▸ SUPPLIED MATERIAL
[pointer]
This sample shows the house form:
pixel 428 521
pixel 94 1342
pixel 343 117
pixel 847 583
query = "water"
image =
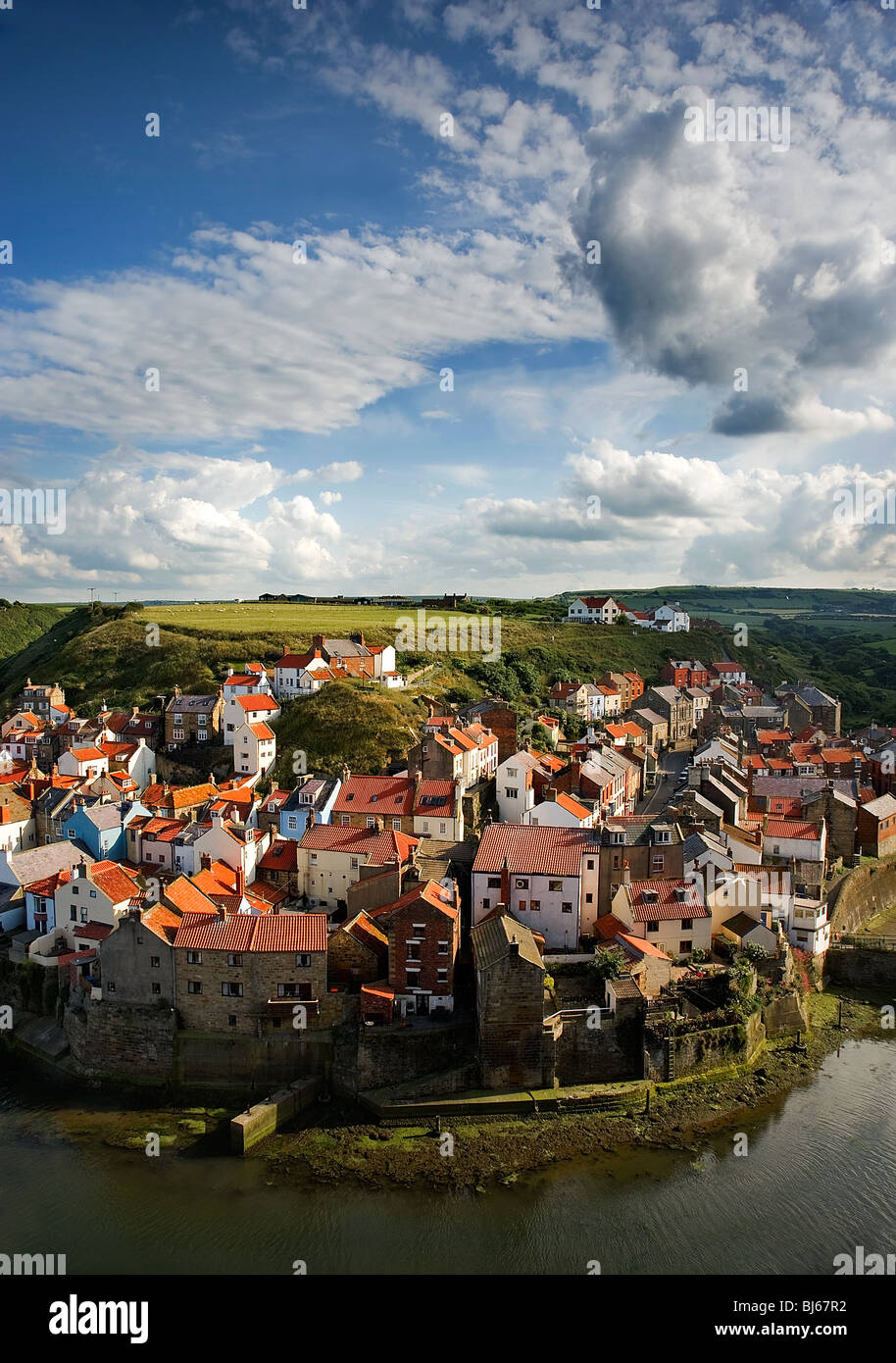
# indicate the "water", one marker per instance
pixel 816 1182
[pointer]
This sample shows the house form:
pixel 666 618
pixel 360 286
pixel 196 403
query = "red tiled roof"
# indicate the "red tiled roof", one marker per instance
pixel 112 880
pixel 282 855
pixel 429 891
pixel 255 702
pixel 188 897
pixel 791 829
pixel 162 922
pixel 436 790
pixel 610 929
pixel 532 849
pixel 385 795
pixel 666 905
pixel 380 846
pixel 249 933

▸ WRITTEN TASK
Please repeat the data above line for line, leaving out the pictures.

▸ FINISHED EXERCISE
[pointer]
This sample shows the house form:
pixel 428 521
pixel 94 1342
pixel 343 117
pixel 847 583
query = "water"
image =
# indicate the "water", one marker per instance
pixel 816 1182
[pointer]
This sample shows the house form:
pixel 666 618
pixel 360 286
pixel 196 403
query = "red tiled roof"
# indicate the "red tiled roof", one marker per instance
pixel 112 880
pixel 282 855
pixel 429 891
pixel 255 702
pixel 188 897
pixel 791 829
pixel 162 922
pixel 436 790
pixel 610 929
pixel 532 849
pixel 385 795
pixel 666 905
pixel 380 846
pixel 249 933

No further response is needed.